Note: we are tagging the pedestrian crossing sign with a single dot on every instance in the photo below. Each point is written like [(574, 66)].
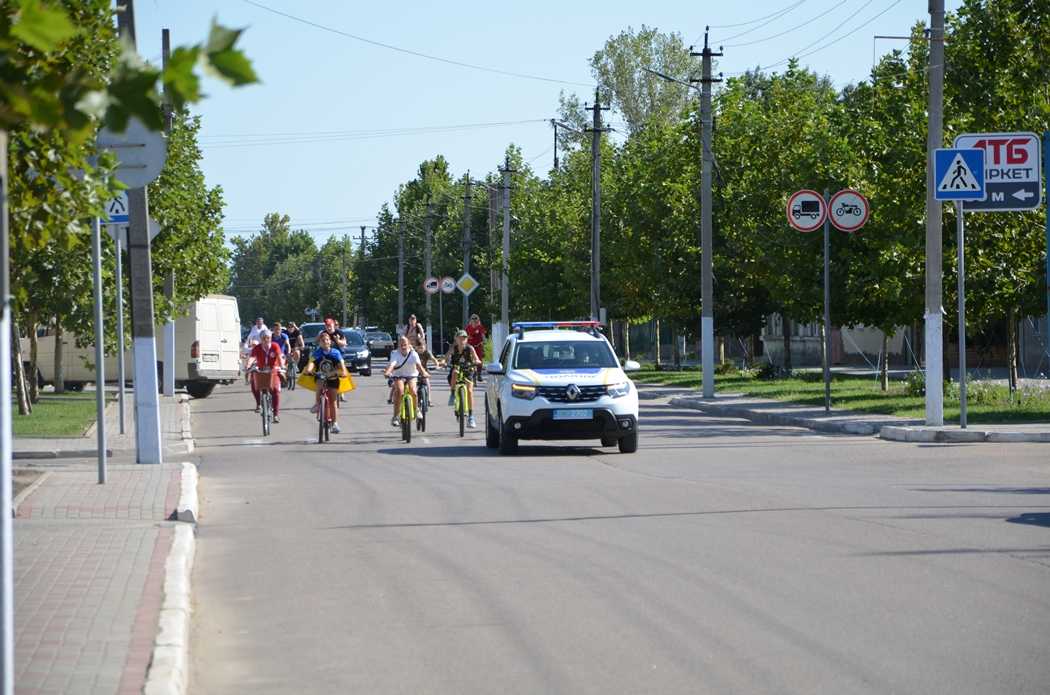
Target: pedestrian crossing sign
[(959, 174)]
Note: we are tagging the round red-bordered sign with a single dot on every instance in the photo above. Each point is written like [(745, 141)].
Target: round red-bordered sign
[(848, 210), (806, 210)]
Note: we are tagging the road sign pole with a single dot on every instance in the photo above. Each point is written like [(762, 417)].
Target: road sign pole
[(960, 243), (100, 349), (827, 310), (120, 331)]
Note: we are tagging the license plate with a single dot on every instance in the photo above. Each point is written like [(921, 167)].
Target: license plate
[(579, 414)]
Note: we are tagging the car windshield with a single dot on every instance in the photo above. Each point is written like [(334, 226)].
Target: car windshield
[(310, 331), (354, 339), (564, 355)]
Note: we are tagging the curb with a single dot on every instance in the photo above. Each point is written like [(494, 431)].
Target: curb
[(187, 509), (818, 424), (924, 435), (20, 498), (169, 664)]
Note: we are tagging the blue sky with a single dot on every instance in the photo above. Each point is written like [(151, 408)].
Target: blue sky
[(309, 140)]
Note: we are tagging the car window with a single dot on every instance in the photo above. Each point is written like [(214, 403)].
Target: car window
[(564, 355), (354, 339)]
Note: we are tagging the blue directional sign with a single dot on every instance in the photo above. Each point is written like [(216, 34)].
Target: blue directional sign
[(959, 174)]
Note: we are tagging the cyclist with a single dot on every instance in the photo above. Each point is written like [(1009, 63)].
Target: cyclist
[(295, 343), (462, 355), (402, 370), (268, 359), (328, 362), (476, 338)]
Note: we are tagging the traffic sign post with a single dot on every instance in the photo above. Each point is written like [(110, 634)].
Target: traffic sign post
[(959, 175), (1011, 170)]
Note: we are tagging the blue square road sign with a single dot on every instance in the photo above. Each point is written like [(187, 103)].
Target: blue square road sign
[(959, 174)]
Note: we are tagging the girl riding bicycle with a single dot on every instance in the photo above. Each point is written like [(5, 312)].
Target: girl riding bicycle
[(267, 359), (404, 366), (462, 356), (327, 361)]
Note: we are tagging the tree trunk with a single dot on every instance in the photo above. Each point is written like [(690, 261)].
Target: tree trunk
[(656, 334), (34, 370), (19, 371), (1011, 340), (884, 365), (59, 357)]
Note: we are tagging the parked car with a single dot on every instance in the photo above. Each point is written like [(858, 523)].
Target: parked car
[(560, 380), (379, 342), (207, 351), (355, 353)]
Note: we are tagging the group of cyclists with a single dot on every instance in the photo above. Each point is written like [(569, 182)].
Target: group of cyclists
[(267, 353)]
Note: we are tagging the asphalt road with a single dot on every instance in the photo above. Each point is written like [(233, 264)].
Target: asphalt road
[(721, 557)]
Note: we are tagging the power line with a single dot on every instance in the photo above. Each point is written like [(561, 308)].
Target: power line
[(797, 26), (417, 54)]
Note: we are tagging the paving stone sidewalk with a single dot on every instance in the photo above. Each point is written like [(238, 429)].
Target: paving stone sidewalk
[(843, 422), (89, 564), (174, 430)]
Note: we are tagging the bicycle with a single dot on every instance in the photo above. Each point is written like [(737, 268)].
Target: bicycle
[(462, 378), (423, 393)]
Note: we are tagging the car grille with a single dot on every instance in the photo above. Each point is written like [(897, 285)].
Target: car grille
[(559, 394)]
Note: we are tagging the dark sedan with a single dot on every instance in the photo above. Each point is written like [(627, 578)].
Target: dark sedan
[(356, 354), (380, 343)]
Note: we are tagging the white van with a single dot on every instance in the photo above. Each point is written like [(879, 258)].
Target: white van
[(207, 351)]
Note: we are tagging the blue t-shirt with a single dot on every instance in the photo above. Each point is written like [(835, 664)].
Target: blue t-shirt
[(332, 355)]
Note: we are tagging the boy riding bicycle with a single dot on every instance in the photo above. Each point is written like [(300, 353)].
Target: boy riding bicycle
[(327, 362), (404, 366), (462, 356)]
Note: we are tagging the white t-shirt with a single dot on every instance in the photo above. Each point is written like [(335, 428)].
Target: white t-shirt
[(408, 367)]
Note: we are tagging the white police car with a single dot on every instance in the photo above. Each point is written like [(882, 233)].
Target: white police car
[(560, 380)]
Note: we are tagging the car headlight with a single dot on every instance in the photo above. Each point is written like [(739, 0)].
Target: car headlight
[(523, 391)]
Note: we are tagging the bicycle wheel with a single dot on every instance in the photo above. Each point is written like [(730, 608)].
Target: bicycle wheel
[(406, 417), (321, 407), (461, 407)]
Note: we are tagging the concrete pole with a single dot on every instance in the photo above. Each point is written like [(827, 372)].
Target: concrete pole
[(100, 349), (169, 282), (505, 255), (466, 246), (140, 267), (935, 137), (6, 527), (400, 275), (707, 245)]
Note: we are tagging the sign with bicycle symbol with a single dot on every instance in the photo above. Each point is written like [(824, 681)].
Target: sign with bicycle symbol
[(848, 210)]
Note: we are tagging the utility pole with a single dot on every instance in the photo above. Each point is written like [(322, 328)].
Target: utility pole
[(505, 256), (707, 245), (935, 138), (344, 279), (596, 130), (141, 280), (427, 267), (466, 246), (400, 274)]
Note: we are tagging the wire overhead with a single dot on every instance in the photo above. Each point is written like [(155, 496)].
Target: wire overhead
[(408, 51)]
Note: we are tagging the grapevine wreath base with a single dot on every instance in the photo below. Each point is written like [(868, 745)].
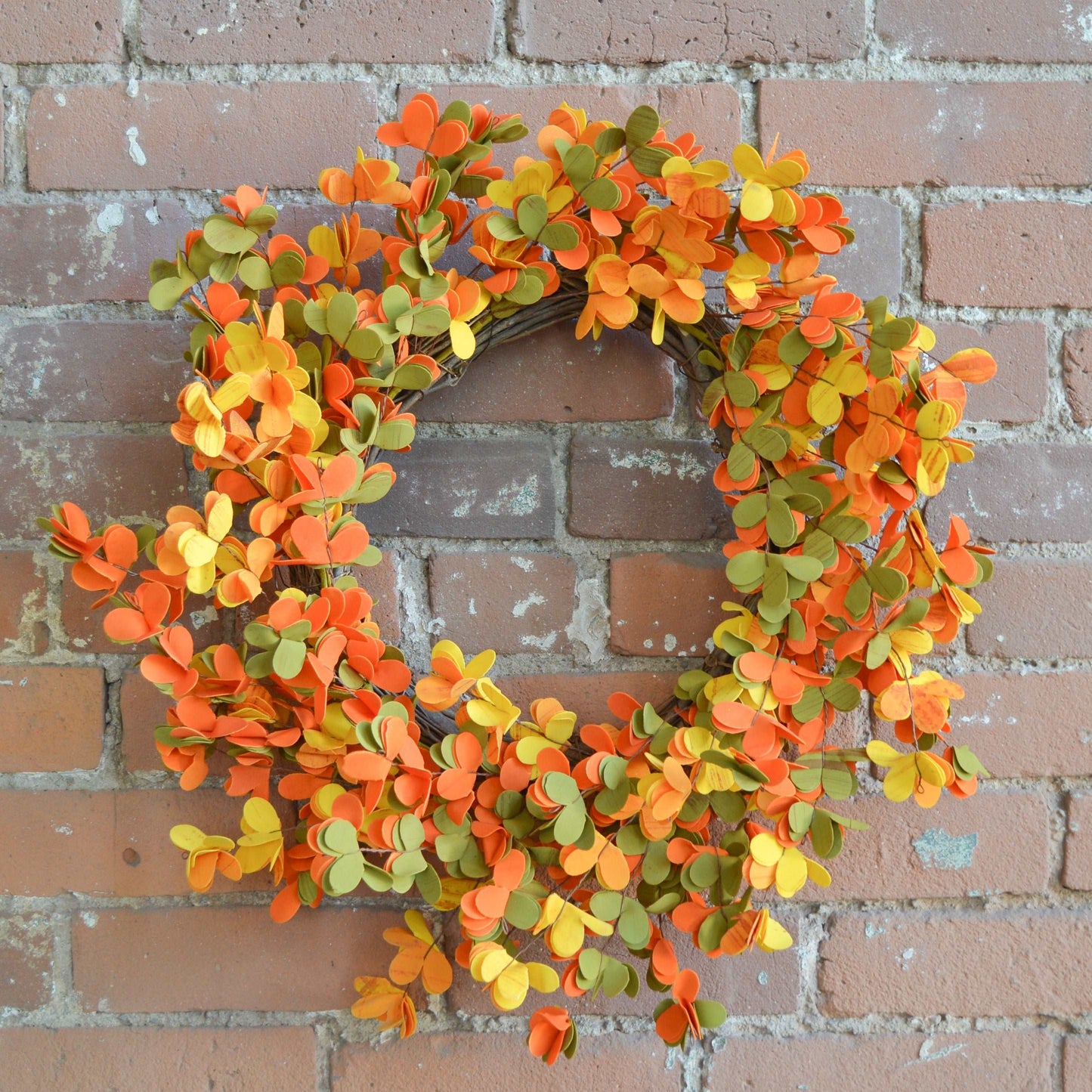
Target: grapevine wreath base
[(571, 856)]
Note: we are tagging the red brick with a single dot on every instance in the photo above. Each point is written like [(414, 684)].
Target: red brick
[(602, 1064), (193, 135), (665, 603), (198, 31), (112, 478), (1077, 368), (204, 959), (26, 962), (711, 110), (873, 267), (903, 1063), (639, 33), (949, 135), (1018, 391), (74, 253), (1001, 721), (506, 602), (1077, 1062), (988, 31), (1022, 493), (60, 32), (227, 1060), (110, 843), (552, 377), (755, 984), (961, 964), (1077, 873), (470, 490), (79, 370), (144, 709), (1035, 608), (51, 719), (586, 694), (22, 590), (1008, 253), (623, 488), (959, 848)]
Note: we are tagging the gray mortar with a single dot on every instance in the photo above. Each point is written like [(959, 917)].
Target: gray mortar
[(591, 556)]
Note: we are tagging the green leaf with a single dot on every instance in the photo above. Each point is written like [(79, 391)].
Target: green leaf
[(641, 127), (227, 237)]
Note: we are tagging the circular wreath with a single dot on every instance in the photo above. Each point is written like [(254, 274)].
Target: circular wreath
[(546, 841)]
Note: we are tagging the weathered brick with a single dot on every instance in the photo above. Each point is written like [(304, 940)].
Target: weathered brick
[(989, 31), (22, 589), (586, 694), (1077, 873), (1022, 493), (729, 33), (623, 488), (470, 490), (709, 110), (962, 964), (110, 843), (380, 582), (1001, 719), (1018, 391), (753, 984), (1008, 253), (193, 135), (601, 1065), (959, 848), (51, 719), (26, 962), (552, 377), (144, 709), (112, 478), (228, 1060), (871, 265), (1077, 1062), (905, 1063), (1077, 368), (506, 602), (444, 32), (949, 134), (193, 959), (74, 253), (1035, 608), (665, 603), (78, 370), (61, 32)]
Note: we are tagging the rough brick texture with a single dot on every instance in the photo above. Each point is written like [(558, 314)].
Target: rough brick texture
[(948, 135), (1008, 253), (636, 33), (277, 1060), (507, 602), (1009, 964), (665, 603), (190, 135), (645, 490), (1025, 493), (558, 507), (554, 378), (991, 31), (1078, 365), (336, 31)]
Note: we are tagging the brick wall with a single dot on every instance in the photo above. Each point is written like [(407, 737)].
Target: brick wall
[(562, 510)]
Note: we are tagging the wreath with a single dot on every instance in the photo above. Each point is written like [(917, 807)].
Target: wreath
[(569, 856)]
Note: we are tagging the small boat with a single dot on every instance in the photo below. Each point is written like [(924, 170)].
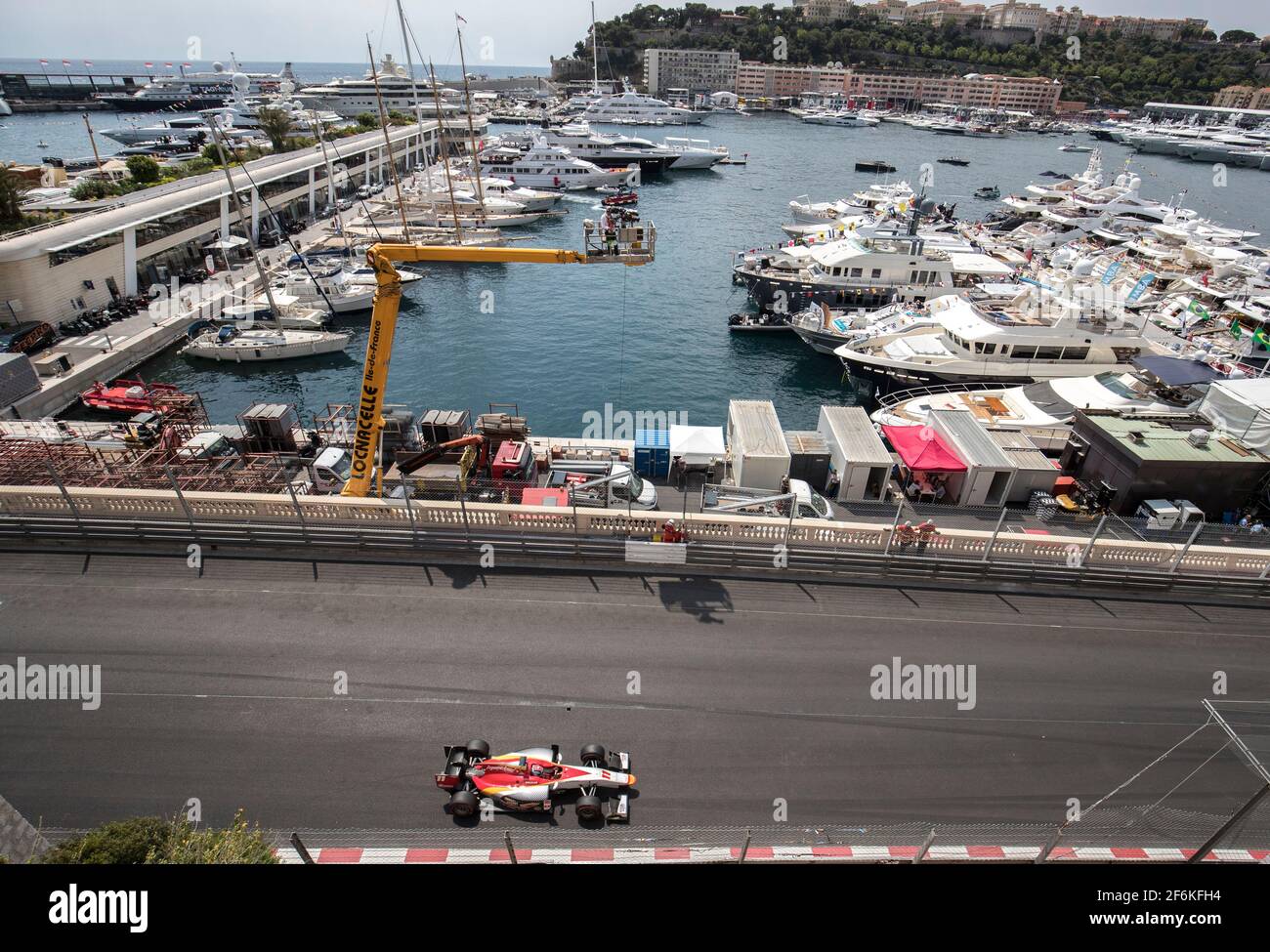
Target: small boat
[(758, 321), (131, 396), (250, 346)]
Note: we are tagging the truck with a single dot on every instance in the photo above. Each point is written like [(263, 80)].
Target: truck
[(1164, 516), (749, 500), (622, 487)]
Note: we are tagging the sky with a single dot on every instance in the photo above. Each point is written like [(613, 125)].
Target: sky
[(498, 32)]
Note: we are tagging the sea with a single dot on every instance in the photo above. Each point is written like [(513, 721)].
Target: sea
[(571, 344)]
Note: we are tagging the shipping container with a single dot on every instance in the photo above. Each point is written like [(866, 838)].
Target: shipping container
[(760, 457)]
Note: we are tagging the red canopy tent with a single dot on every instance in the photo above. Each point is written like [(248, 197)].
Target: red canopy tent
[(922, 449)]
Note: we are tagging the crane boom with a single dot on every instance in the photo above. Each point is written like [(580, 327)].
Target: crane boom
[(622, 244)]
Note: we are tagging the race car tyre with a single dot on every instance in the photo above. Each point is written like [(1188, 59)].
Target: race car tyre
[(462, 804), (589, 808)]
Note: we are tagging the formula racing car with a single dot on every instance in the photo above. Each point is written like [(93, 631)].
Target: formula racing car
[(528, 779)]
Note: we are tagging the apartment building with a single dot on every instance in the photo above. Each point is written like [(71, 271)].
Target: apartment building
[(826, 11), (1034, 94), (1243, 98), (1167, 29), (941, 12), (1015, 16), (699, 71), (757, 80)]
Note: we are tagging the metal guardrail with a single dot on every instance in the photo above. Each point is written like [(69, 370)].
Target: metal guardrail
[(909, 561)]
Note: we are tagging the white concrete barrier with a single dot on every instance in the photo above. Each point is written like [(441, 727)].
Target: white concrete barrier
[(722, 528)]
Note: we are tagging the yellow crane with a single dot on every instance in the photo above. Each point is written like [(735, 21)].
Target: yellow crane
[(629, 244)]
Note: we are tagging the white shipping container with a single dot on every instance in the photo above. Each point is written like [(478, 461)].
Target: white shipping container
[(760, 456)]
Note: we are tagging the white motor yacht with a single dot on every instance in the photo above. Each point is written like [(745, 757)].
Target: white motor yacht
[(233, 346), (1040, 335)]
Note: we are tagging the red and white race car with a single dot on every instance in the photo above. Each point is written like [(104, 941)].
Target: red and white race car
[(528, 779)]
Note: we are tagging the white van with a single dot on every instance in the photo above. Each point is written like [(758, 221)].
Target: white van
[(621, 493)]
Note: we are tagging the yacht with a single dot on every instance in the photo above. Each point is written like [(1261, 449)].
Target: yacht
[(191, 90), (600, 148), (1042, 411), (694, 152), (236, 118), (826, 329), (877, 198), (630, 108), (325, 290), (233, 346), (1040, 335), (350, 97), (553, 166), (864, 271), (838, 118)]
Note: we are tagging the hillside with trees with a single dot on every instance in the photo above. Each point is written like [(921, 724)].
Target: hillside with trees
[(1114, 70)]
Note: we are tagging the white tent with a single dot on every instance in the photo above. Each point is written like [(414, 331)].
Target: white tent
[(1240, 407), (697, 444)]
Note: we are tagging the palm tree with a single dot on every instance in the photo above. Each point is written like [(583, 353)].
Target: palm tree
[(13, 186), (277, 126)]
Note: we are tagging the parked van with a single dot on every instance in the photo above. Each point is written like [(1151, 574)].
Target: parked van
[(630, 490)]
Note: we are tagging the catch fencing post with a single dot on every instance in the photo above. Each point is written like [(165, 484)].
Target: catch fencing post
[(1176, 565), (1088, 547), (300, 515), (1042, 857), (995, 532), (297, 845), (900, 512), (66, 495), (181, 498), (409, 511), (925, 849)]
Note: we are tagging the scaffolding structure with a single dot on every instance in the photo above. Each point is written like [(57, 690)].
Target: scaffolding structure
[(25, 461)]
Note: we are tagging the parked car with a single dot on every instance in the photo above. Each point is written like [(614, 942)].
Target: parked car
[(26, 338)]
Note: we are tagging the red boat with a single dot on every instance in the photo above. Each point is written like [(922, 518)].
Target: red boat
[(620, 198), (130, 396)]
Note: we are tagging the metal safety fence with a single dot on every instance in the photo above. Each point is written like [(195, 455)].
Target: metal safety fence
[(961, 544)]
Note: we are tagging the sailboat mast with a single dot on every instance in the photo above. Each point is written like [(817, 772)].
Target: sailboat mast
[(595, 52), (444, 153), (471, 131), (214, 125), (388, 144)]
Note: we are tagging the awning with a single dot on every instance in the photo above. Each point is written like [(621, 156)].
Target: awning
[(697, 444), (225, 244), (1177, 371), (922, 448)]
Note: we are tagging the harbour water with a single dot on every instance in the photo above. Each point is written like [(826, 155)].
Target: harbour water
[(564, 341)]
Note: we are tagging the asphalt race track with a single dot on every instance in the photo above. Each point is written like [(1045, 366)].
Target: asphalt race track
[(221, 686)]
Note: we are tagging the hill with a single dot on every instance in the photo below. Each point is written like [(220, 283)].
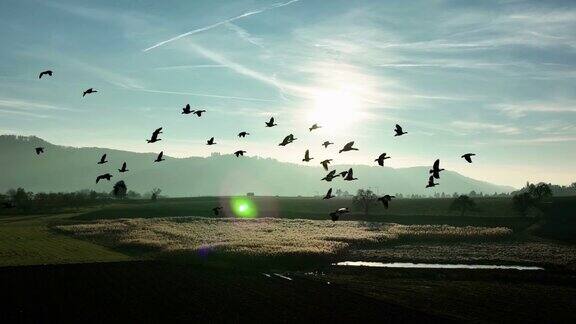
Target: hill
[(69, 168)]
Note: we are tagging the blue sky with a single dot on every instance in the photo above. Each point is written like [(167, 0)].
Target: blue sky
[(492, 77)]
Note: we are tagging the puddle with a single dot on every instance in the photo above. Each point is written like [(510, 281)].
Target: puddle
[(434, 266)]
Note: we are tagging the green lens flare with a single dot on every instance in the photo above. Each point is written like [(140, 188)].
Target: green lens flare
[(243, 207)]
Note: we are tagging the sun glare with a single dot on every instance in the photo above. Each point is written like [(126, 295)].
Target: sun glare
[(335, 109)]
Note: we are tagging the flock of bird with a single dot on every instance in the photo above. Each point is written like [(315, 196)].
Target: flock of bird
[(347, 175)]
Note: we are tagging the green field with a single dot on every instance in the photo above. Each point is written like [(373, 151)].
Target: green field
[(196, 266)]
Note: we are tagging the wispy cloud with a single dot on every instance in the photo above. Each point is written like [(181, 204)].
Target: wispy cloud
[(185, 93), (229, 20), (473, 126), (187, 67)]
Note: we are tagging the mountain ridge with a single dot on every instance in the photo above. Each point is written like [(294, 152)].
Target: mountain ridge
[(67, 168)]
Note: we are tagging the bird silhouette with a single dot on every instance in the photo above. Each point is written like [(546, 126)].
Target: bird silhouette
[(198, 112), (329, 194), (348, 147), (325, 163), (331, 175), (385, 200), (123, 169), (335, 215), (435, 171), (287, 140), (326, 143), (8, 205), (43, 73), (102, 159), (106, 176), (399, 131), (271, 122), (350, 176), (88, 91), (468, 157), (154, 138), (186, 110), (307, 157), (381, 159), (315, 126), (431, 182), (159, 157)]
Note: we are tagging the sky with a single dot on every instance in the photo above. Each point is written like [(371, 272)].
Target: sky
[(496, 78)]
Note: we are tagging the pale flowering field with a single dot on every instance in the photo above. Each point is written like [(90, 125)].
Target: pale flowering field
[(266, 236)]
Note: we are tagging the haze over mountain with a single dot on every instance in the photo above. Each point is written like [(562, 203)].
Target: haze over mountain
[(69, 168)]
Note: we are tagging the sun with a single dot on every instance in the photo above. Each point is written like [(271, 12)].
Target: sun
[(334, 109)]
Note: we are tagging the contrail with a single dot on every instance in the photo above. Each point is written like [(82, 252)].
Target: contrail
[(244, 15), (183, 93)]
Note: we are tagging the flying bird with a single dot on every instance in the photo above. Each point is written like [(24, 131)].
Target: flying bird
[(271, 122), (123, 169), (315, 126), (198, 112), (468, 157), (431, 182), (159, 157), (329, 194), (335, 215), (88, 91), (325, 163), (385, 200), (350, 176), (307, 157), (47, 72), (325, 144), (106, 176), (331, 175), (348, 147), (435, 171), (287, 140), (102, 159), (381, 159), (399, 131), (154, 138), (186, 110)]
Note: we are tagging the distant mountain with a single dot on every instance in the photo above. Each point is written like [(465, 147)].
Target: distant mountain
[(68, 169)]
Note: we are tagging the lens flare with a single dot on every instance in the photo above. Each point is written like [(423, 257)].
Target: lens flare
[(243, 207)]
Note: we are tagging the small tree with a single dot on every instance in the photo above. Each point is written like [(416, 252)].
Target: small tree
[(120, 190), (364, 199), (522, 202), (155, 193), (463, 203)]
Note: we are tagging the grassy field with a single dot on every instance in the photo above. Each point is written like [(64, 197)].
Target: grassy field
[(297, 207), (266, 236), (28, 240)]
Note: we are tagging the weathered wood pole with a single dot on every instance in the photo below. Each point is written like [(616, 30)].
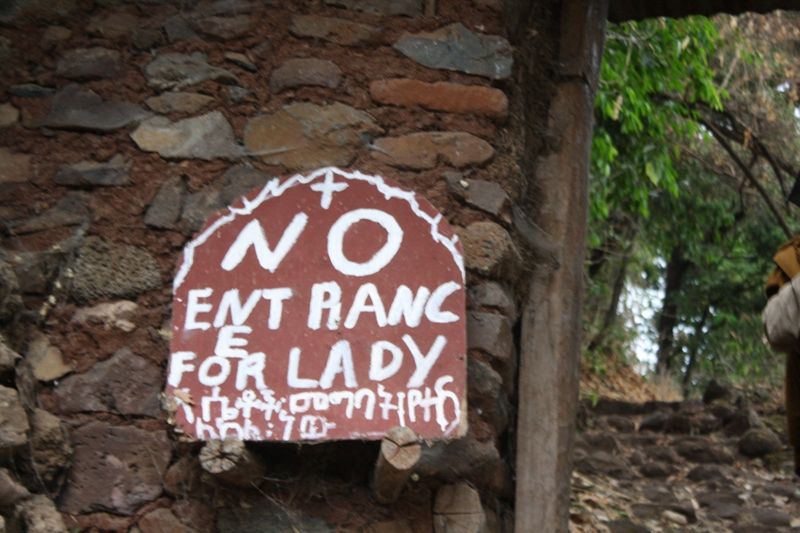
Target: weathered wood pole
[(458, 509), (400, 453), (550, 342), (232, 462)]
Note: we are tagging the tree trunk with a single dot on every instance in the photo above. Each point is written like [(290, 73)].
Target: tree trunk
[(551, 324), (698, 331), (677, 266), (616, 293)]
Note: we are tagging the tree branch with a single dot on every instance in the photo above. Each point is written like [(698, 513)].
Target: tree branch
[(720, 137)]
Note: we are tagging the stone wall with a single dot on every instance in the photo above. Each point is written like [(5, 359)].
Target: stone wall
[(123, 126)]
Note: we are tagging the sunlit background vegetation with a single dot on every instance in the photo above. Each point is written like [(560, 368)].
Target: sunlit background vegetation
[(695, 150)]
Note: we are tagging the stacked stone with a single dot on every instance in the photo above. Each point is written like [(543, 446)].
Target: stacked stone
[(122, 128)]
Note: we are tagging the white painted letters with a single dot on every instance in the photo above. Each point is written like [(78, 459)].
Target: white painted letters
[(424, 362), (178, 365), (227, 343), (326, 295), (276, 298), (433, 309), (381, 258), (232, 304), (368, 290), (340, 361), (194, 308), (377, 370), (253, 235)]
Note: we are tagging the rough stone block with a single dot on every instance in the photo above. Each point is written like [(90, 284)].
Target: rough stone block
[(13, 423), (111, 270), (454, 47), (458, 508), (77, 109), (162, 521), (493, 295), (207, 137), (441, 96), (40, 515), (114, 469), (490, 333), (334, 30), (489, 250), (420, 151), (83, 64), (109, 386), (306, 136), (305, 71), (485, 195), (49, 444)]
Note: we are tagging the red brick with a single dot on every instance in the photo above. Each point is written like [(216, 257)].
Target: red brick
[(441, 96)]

= = =

Reproduce the material starting at the line containing "Note: we are tagging the metal safety" and ending at the line containing "[(595, 52), (444, 153), (471, 131), (214, 125), (388, 144)]", shifting every coordinate in the point lists under the "Target:" lines by adding 149 to each number. Leave every other line unchanged, including the sample point after "written like".

Task result:
Note: we are tagging the metal safety fence with a single dot on every instance in the photo above. Each point is written like [(195, 455)].
Target: metal safety fence
[(1110, 693)]
Note: we are tagging the sailboat mast with a single dot on every instance in the photo above. Each point is written like [(817, 772)].
Target: sailboat mast
[(744, 201), (593, 302), (620, 280), (363, 274), (537, 293)]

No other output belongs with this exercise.